● **Pointing dataset excerpts**:
[BEGIN]

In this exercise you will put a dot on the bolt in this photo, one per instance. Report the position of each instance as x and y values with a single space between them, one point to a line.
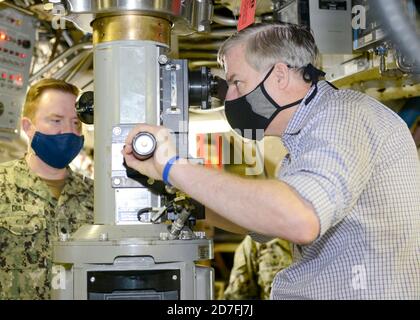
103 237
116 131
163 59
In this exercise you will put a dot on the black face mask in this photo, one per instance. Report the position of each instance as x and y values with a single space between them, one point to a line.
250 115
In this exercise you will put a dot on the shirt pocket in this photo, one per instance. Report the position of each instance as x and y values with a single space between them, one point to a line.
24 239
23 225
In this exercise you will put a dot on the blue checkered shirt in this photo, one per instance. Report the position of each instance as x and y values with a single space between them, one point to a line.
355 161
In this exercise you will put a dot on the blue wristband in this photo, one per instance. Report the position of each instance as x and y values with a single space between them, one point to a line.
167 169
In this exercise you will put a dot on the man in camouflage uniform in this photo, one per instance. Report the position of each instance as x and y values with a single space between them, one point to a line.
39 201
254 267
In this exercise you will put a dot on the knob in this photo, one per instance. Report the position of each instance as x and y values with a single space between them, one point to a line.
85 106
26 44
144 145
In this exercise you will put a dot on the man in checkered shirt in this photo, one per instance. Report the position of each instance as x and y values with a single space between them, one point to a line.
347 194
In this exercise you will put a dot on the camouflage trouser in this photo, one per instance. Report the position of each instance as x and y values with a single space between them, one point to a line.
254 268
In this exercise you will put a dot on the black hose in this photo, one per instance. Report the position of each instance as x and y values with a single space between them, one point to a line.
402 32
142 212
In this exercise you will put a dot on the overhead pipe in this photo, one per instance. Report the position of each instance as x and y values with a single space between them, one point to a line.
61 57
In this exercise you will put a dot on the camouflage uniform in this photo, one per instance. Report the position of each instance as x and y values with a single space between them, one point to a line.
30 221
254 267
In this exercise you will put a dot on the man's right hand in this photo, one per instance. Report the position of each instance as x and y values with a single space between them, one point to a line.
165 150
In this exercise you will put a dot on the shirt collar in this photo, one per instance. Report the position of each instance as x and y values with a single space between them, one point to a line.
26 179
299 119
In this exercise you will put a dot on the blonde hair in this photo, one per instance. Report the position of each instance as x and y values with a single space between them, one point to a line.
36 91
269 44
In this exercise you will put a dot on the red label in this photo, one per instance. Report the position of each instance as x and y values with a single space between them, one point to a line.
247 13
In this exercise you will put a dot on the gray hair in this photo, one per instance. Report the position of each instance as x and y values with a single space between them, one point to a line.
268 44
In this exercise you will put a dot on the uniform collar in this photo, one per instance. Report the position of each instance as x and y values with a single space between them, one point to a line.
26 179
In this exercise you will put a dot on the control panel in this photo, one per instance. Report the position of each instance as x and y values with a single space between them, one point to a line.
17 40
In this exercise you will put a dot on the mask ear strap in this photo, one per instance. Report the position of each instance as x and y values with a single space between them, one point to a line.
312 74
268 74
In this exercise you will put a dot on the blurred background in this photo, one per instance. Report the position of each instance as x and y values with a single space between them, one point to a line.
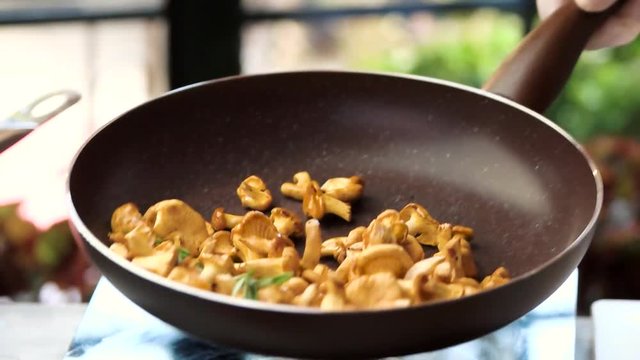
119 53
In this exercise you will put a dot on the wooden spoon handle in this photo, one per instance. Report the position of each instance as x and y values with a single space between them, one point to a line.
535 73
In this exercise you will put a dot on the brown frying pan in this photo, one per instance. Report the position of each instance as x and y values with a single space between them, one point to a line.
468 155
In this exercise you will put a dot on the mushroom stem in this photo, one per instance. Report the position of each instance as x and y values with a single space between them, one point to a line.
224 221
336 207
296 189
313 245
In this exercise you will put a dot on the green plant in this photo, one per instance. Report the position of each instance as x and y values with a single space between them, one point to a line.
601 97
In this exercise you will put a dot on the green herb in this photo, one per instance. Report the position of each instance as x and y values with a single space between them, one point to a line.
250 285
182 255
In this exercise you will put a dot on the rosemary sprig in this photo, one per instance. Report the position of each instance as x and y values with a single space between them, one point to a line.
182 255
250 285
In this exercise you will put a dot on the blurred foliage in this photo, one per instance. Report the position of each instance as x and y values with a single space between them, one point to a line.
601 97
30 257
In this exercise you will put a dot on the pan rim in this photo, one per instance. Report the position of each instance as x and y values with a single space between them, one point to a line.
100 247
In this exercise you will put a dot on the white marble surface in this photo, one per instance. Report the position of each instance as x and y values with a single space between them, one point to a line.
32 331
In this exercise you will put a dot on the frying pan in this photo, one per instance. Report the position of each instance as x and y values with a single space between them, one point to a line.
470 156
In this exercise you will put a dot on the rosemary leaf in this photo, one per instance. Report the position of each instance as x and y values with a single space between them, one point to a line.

[END]

Rewrite all of the material above, replacing "put a dot on" with "place a marker on" wherever it occurs and keeping everything else the same. Leave the pictures out of your copy.

● **Result below**:
In this exercise you will place a marker on the bolt in this photo, one per instance. Report the position of each instance as x and y values with a single space between them, one point to a line.
103 237
116 131
163 59
In this exercise you will place a marker on the black face mask in this photo, one per instance. Report the position of each instance as x and y values with a single space between them, one point to a line.
250 115
In this exercise you will place a marker on the shirt pocket in this photo, one per instance. Report the position of each instance as x and y values with a single space between them, one point to a line.
24 239
23 225
In this exercise you will place a marker on the blue checkered shirt in this photo, one per instance. Report the position of each instance as x and y values with a single space between them, one point to a line.
355 161
In this exercise you will place a marker on the blue wristband in this photo, one per instance. Report the position of each instance as x and y values with a single space between them, one point to a line.
167 169
In this exercise you will place a marker on the man in camouflage uniform in this photo, one per instance. Report the position of each instance as x and y values with a single space between them, one point to a line.
39 201
254 267
In this exercise you will place a marker on the knob in this photo, one per instance. Report the position of each instance as x and y values with a single space between them, one point to a line.
85 106
26 44
144 145
In this exercise you will place a marker on the man in checkered shirt in this photo, one per instance. Report the position of each instance as x and y values with a single space between them, one point to a line.
347 194
In this exercise you will place a marker on the camouflage trouser in this photo, one per instance. Report the position of each instance as x and y values with a single space between them, one point to a line.
254 268
In this exercise you will place a marker on the black hose in this photo, one per instance. Report the position of each instance as x and y values with a single space between them, one point to a line.
402 32
142 212
In this exercise you will place a marker on the overhead pipe in this photo, one per instance. Report the position of each instance as x and y values with a single space between them, one point to a line.
61 57
In this exercise you will place a marker on the camouflage uniform in this photo, one per instance. Report the position of each instance as x and y values with a single space between them, one point to a line.
30 221
254 267
In this exercise you will place a marker on the man's right hand in this photo, one per instance. Report the position of each instance as x and y values with a single space between them, one point to a line.
165 150
In this exercise you will place a marker on the shirt collar in this photo, one per instance. Report the position of each instance as x and y values with a single space between them, one point to a line.
26 179
299 119
In this exercise you will place a marker on the blonde hair in this photo, one per instance. Report the position of each instance as x and y values with a single space between them, one point to a line.
36 91
269 44
In this exercise you will place a marker on the red label in this photo, one per instance. Report the position of each instance as x and y values with a single space between them, one point to a line.
247 13
In this exercise you will place a marker on the gray hair in this photo, one per instance. Report the position of each instance as x and y values with a single space between them, one point to a line.
268 44
In this exercise you will place a marker on the uniform collar in this photo, one per instance. Report the position of each instance as x and y values with a single space between them, one point to a line.
26 179
In this exercise you will place a marker on the control panel in this photo, one per instance. Report the position of each instance as x and y values with a single space between them, one point to a line.
17 40
In this exercise you will place a marker on the mask ear strap in this photo, one per instance. Report the position of each instance as x and y values with a single space between them, one point to a line.
312 74
268 74
In this exercise you will place a marker on the blurred background in this photo, one per instance. Report the position of each instance as x and y values with a single space between them, one point to a line.
119 53
In this exercise you will place a marker on the wooden spoon handle in this photo, one per instance. Report the position of each instance as x and y values with a single space between them, one point to a line.
535 73
In this exercise you will place a marker on the brown frying pan in this photo, one per instance. Report the position of each instance as x and y values with a single space between them, one point to a line.
468 155
In this exercise you will place a marker on the mushroom stem in this photo, one per instance. Report the position of each instance as x and y values with a single space between them, one point to a line.
224 221
336 207
296 189
313 245
In this exercise you will place a marker on the green plant in this photo, one per instance. Report the position of each instance as x and y values with a single space between them, one point to a line.
601 97
In this exercise you will place a marker on the green herb in this photo, one per instance. Report the position of each instance as x and y values with a single space between them, one point to a line.
250 285
182 255
In this exercise you will place a marker on the rosemary sprig in this photo, one per instance. Report the position of each instance as x and y values with a single space between them, one point to a line.
182 255
250 285
In this exercise you will place a marker on the blurred foliage in this photo, one per instance. Report the position of each instance as x and y values with a single space between them, one point to a line.
601 97
30 257
In this exercise you will place a marker on the pan rim in this photo, one per instance. Report the position of each instance as x and y values with a single space between them, one point to a line.
100 247
In this exercise you will place a marker on the white marble surface in this photo, one per instance. Report the position of each instance as x and y values with a single space between them, one point to a line.
32 331
In this exercise you will place a marker on the frying pan in this photo, one per instance. Report the position of each instance as x and y values with a single space between them, one point to a line.
470 156
In this exercise you will place a marker on the rosemary leaf in this photo, one per instance. Report the position of each instance as x and y values with a single space between them, one point to a line.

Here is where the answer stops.